[Description of the task] Whenever a line in the records below holds the string "black", copy it out.

[Provided records]
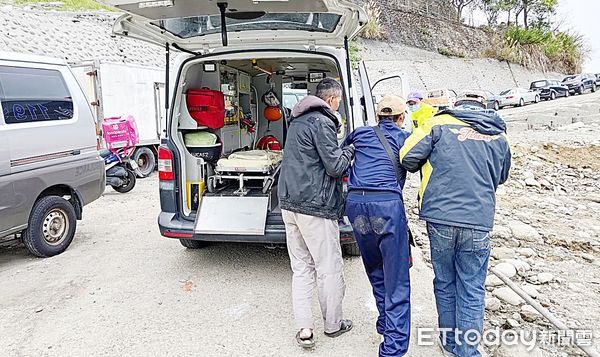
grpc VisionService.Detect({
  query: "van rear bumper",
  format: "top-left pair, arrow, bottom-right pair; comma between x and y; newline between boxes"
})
158,212 -> 355,245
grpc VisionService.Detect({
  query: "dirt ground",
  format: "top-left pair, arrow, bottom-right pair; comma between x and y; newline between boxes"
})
1,92 -> 599,357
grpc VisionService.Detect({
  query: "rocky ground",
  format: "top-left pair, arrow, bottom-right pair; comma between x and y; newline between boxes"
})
404,91 -> 600,356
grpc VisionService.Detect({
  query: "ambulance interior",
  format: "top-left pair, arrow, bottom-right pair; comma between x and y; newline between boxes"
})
173,56 -> 348,216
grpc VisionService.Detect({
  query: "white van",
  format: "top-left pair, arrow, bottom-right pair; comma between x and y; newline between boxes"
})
0,52 -> 105,257
100,0 -> 403,254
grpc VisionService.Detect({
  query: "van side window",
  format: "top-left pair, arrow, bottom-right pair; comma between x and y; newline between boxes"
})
0,66 -> 74,124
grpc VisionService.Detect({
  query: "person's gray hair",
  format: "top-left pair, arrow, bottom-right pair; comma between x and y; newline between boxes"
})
316,78 -> 342,101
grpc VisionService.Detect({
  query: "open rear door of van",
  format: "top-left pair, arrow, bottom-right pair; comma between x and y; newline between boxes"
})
358,61 -> 376,126
97,0 -> 367,51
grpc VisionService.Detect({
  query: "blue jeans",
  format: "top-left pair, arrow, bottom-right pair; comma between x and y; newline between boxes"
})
426,222 -> 491,357
346,192 -> 411,357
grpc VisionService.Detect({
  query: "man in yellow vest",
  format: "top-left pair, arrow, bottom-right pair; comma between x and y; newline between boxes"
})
407,91 -> 437,129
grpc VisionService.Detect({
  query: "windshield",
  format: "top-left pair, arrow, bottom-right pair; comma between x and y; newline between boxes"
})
151,13 -> 342,39
500,89 -> 513,95
563,76 -> 577,82
531,81 -> 547,88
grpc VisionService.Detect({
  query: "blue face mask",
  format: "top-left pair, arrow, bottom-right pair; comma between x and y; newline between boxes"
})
408,103 -> 421,113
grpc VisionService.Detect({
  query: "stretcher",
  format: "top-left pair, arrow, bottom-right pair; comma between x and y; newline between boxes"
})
208,150 -> 283,195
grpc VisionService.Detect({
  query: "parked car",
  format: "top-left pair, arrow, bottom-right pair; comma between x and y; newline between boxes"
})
282,88 -> 308,111
498,88 -> 540,108
423,88 -> 458,110
562,74 -> 597,95
459,90 -> 501,110
101,0 -> 411,256
595,73 -> 600,87
530,79 -> 569,100
0,51 -> 105,257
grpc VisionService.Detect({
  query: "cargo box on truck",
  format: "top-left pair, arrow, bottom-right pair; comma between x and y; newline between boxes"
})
72,61 -> 166,177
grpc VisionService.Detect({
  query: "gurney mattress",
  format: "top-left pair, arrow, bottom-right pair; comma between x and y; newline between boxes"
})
216,150 -> 282,172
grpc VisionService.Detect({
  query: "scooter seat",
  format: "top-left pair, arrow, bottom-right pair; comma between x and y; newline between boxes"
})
99,149 -> 112,159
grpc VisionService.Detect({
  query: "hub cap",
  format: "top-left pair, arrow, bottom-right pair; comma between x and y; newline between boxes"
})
43,209 -> 69,246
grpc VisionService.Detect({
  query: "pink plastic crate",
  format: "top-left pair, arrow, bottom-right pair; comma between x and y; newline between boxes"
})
102,115 -> 139,151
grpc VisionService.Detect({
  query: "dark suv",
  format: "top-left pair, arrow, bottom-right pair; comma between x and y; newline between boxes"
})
595,73 -> 600,87
562,74 -> 597,95
530,79 -> 569,100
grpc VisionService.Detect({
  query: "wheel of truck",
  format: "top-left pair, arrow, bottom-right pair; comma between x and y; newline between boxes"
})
112,170 -> 136,193
179,239 -> 209,249
342,242 -> 361,257
133,147 -> 155,178
518,98 -> 525,107
22,196 -> 77,258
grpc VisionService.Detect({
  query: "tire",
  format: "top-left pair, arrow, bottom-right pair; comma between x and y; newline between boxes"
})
179,239 -> 209,249
565,90 -> 569,98
592,84 -> 597,93
493,101 -> 500,111
534,95 -> 540,103
519,98 -> 525,107
112,169 -> 136,193
133,147 -> 155,178
342,242 -> 361,257
22,196 -> 77,258
578,85 -> 584,95
551,91 -> 556,100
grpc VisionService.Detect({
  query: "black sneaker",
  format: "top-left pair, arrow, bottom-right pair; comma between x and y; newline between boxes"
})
324,319 -> 353,338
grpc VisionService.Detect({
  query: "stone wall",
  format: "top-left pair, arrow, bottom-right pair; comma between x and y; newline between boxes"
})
0,5 -> 164,67
359,39 -> 564,95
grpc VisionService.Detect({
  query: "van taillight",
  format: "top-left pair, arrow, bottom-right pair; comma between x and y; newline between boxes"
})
158,146 -> 174,181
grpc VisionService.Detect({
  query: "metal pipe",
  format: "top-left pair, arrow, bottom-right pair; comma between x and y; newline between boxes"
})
491,267 -> 599,357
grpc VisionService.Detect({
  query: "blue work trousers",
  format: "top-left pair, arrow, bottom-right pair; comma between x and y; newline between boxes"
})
346,191 -> 411,357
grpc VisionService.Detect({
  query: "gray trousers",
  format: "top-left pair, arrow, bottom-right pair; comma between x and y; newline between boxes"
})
282,209 -> 346,333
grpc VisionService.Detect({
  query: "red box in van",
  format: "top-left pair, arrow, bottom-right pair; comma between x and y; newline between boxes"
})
186,88 -> 225,129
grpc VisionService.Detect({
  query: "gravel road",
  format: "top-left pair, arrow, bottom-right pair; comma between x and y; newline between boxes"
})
0,176 -> 441,356
2,90 -> 598,356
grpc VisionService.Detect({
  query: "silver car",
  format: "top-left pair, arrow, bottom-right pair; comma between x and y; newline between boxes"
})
0,52 -> 105,257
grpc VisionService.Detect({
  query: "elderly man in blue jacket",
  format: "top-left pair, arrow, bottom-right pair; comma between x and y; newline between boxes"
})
400,103 -> 511,357
343,95 -> 412,357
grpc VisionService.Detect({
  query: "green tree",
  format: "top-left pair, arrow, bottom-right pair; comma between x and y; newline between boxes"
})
451,0 -> 478,23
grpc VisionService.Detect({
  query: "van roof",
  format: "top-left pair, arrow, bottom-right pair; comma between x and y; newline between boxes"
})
0,51 -> 67,66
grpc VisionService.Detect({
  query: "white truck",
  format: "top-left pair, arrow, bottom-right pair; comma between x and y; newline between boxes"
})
71,61 -> 166,177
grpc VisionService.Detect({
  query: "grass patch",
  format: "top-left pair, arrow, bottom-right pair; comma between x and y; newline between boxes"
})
360,0 -> 387,40
437,47 -> 466,58
349,40 -> 361,69
15,0 -> 113,11
484,26 -> 587,74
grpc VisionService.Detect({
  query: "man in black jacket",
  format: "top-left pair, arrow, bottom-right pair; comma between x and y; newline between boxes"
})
278,78 -> 355,348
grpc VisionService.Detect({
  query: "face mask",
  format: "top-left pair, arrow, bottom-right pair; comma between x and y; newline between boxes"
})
408,104 -> 421,113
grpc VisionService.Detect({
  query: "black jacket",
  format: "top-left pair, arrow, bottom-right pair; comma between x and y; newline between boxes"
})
278,96 -> 355,220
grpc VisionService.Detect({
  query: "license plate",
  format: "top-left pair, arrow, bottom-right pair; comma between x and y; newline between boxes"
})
130,161 -> 139,170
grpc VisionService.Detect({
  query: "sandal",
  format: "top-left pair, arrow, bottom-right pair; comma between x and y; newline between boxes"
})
296,330 -> 315,349
324,319 -> 353,338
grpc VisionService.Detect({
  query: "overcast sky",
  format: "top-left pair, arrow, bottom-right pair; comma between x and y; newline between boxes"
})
556,0 -> 599,72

[Result for this task]
  query: "black sneaker",
  query: "man in black jacket",
  query: "black jacket",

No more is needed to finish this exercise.